Football teams have advanced medical equipment and highly trained medical personnel on standby to treat everything from minor injuries to those that could be potentially life-threatening.
“Statistics show for every minute without defibrillation, your chance of survival goes down 10%," said veteran paramedic Ahmed Mustafa.
Mustafa, the president of North East Quadrant Advanced Life Support, is a Bills fan and was watching the game when Bills’ safety Damar Hamlin collapsed Monday night in a game against the Bengals in Cincinnati.
“He had an ambulance on the field in minutes,” Mustafa said. “He had athletic trainers. He had doctors and surgeons. And he had a paramedic ambulance, I think. And so within minutes, he had the best chances of survival. He basically had an emergency room and an operating room converge upon him at the time of the event.”
Mustafa displayed some of the medical equipment he believes was likely used to treat Hamlin.
“We will presume that this is what a typical paramedic-level ambulance would come out of the ambulance with,” he said. “You've got a cardiac monitor, some people refer to it as a defibrillator. It monitors your EKG so we can see what you're doing. It allows you to shock a rhythm that needs shocking. We can pace a heart. We can do a lot of different things with this. It'll let you take your blood pressure and your pulse oximetry.”
The device is more advanced than an AED – or automated external defibrillator.
“An AED is what people will see in the community for public access defibrillation,” he said. “So the AED is an automated external defibrillator. So it's for people who don't have the ability to use a manual one, it becomes a team lead. It gives you CPR directions. It will shock if warranted."
In the case of a football player, assessing the damage could take longer because of the helmet, pads and gear.

[THE DATA]
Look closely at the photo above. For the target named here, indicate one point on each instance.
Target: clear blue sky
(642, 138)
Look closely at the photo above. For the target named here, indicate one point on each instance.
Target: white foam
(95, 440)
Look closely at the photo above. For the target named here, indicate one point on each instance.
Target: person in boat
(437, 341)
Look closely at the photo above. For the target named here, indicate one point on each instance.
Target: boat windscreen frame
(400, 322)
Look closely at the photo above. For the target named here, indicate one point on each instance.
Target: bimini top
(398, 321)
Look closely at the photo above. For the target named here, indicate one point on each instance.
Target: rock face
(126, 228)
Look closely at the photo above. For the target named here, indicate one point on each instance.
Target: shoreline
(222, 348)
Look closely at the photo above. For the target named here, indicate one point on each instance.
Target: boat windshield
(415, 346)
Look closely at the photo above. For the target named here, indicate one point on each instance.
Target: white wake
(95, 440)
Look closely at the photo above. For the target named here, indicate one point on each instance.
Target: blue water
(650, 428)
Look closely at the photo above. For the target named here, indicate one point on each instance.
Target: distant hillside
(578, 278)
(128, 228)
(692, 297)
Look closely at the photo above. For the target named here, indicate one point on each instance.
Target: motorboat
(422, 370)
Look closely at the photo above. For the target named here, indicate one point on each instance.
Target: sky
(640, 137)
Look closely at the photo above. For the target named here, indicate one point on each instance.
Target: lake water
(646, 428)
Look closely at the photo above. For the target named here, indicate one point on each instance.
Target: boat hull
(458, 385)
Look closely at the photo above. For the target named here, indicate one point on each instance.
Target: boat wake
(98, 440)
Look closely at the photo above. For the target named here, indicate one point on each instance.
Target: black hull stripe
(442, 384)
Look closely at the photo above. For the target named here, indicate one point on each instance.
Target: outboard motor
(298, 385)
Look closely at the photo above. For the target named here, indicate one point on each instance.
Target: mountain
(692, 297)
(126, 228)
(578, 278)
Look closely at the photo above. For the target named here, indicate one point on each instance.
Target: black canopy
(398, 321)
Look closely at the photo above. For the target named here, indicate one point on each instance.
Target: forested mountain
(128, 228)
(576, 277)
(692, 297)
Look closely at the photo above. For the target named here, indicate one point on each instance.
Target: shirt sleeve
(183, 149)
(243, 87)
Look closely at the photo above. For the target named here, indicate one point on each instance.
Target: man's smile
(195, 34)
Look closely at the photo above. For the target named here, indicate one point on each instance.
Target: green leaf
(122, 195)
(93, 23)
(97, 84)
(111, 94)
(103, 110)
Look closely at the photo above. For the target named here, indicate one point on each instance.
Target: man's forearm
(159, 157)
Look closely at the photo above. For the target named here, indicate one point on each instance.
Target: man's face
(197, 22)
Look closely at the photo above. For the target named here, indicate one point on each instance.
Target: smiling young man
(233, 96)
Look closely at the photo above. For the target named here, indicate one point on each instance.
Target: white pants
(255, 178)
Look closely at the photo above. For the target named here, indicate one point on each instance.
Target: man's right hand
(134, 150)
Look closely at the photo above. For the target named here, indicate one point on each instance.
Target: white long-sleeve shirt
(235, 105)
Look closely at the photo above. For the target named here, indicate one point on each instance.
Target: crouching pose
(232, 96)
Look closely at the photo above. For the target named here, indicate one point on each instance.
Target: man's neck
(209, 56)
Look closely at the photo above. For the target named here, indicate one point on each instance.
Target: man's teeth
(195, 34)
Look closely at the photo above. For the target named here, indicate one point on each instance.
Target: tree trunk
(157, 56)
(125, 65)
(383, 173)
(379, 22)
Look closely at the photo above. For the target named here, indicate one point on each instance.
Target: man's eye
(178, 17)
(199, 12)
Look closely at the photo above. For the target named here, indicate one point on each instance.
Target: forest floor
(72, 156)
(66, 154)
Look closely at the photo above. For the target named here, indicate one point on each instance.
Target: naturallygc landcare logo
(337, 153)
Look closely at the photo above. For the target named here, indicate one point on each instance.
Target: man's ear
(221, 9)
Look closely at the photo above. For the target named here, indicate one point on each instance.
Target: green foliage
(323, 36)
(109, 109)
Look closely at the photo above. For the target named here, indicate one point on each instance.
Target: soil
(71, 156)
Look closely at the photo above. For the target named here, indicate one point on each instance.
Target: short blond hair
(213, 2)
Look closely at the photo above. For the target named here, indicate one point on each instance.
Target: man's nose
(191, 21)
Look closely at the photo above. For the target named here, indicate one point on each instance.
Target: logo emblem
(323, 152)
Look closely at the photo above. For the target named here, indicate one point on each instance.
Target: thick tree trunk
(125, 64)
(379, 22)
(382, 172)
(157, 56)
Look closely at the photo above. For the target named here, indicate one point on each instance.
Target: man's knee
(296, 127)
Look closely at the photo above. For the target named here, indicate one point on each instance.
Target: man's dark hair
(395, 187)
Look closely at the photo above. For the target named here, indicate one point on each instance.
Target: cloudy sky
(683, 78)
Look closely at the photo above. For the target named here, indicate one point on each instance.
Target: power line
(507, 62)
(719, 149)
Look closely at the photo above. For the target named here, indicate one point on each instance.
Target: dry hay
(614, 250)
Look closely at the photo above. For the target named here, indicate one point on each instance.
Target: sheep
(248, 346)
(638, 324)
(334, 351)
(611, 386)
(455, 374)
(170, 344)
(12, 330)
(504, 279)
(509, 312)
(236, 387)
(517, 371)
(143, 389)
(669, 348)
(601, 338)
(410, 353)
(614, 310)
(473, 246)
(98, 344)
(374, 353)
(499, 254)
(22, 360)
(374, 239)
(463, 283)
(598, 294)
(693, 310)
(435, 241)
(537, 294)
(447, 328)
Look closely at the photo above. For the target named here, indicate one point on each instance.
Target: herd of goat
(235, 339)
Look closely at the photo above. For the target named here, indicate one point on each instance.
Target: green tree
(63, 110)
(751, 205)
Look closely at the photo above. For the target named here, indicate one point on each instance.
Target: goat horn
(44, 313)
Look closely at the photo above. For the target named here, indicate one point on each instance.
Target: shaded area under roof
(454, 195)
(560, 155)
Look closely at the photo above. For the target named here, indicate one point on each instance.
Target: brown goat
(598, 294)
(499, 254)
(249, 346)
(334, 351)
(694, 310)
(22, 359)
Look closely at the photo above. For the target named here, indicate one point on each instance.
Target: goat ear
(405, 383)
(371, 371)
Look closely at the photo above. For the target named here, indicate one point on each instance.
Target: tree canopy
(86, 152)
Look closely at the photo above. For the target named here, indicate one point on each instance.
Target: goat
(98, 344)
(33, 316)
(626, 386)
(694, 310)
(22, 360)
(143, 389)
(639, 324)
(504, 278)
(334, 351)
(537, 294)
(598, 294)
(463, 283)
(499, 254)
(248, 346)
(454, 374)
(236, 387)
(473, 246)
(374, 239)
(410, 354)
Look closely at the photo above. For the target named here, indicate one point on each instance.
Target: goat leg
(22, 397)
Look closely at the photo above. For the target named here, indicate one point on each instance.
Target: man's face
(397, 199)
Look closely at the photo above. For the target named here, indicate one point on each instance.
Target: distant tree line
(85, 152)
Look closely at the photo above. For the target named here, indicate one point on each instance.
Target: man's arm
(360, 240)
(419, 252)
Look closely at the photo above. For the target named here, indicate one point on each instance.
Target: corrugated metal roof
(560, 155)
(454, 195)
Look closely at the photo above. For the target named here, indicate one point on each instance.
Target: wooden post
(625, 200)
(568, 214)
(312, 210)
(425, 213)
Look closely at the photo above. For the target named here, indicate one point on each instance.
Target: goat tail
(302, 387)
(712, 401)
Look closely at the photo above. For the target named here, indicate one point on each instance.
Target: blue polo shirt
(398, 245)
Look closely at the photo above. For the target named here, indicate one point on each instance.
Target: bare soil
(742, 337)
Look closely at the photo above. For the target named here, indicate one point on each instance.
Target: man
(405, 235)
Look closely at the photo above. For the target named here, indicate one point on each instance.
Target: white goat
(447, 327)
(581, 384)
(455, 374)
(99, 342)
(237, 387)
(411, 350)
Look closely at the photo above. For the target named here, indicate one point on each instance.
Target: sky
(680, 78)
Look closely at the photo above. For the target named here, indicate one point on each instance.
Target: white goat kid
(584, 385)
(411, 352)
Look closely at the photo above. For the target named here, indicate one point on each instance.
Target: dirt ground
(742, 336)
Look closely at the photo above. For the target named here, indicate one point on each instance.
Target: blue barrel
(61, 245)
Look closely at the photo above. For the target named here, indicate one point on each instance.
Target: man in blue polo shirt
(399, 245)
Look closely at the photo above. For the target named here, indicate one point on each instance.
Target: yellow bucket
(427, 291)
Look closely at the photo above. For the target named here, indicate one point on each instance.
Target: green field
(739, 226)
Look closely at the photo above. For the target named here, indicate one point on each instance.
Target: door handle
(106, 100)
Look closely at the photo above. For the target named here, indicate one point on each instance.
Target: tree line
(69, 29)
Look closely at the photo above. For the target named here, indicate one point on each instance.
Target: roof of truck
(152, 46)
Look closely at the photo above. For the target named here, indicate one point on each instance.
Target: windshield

[EXERCISE INSTRUCTIONS]
1. In the article about the medical response to Damar Hamlin's collapse, list each thing Mustafa says the cardiac monitor can do.
2. Write the next part of the article on the medical response to Damar Hamlin's collapse, starting after its last sentence.

[ANSWER SET]
1.
- Monitor your EKG
- Shock a rhythm that needs shocking
- Pace a heart
- Take your blood pressure
- Take your pulse oximetry

2.
“This person is wearing pads and a helmet which makes getting access to the patient a little bit more complicated,” he said. “And though he may have suffered cardiac arrest, we don't know why. [It] could have been a neck or head injury. So you've got to take the precautions as you're removing the helmet, which takes minutes to secure the head underneath and safely remove the helmet so you don't cause any potential neck injury or exacerbate a head injury. You will try and cut off the pads and the shirt so you can start evaluating the patient and treat as appropriate. But all of these things, you know while we're sitting in our living rooms, holding our breath it seems like forever. Those guys were working fast, I'm sure, yesterday.”
Mustafa says time is critical.
For every minute that person is not breathing, they're losing heart muscle," he said. "They're losing brain cells or internal kidneys [and the] liver. They're all starting to suffer. And so you need definitive interventions quickly. And that's why all these professional teams have ambulances, athletic trainers, doctors and surgeons - because they want to make sure that in the event of a catastrophe like this, they're prepared.”